> [Zu erledigende Aufgabe]
Stimmen die folgenden Aussagen mit dem Textauszug überein? Beantworten Sie jede mit Ja oder Nein und belegen Sie das mit den entscheidenden Worten des Textauszugs als wörtlichem Zitat.
1. Die außerordentliche Revision wird zurückgewiesen.
2. Der Kläger lief während seines Krankenstands selbst den Marathon.
3. Der Cousin ging unter dem Namen und mit der Startnummer des Klägers an den Start.

> [Textauszug]
┏━━
Spruch:
Die außerordentliche Revision wird gemäß § 508a Abs 2 ZPO mangels der Voraussetzungen des § 502 Abs 1 ZPO zurückgewiesen.
Begründung
Rechtliche Beurteilung
Der Kläger wurde wegen angeblicher Teilnahme an einem Marathon während seines Krankenstands entlassen. Tatsächlich nahm nicht der Kläger, sondern sein ihm stark ähnelnder Cousin - aus anmeldungstechnischen Gründen unter dem Namen, und mit der Startnummer des Klägers - an diesem Lauf teil.
┗━━
> [Ausgangsdaten]
┏━━
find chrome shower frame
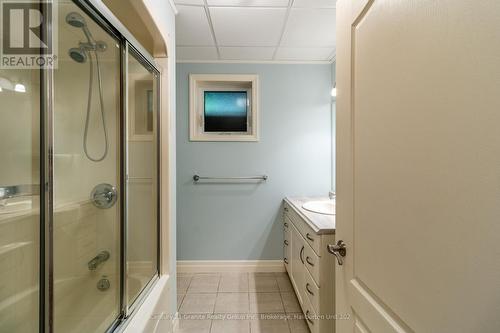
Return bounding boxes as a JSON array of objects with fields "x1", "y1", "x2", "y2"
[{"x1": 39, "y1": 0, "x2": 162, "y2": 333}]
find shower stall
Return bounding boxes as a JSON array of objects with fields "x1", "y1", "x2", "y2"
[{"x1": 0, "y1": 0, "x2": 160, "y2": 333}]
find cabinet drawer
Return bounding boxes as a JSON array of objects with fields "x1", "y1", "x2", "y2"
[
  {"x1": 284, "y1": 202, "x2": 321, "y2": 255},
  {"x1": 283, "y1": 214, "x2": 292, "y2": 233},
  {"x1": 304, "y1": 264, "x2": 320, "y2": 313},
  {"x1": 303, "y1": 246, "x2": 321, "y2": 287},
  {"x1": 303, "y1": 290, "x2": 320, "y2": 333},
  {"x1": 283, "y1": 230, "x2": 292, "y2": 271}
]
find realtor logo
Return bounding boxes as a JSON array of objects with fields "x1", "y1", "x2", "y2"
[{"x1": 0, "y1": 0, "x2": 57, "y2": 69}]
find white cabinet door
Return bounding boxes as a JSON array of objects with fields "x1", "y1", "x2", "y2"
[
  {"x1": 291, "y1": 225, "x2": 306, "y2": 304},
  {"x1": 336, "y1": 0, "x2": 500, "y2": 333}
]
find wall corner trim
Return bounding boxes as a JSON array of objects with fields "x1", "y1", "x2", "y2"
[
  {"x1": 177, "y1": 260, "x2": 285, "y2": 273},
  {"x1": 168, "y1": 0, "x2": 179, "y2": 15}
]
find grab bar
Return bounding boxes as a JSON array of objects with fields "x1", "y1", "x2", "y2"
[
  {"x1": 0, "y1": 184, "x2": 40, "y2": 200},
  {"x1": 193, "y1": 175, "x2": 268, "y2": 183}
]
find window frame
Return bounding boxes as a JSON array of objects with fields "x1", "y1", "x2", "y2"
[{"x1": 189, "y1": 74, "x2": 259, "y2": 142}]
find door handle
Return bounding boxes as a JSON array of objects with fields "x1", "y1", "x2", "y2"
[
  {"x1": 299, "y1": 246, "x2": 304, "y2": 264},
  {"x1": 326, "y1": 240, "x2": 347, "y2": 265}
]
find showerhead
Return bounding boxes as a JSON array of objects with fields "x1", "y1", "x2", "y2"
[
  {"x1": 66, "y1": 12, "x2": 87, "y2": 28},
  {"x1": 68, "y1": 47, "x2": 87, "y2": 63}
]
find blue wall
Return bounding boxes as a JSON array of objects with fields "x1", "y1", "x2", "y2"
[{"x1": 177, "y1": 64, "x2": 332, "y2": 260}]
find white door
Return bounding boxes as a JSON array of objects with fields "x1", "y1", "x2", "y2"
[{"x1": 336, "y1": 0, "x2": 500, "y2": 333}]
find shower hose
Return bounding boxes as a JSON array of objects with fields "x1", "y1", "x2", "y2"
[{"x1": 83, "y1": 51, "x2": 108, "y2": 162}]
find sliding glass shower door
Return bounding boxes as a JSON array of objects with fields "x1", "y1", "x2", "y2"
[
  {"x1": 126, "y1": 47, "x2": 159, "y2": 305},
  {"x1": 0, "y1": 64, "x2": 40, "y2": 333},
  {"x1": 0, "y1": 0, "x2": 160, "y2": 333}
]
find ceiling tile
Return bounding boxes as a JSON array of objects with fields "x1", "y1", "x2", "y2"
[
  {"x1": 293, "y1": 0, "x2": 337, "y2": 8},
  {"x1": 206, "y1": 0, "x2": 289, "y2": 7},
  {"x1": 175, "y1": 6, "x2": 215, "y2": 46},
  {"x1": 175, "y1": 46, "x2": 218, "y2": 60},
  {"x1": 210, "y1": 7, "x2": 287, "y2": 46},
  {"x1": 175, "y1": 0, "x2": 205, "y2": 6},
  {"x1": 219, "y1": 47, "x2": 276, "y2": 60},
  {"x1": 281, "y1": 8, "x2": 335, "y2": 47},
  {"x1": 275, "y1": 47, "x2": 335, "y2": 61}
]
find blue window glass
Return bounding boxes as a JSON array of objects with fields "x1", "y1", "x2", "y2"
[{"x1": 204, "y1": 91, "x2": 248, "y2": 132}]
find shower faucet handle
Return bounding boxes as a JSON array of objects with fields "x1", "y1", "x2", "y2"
┗━━
> [Lösung der Aufgabe]
1. Ja: „Die außerordentliche Revision wird gemäß § 508a Abs 2 ZPO mangels der Voraussetzungen des § 502 Abs 1 ZPO zurückgewiesen.“
2. Nein: „Tatsächlich nahm nicht der Kläger, sondern sein ihm stark ähnelnder Cousin“
3. Ja: „unter dem Namen, und mit der Startnummer des Klägers“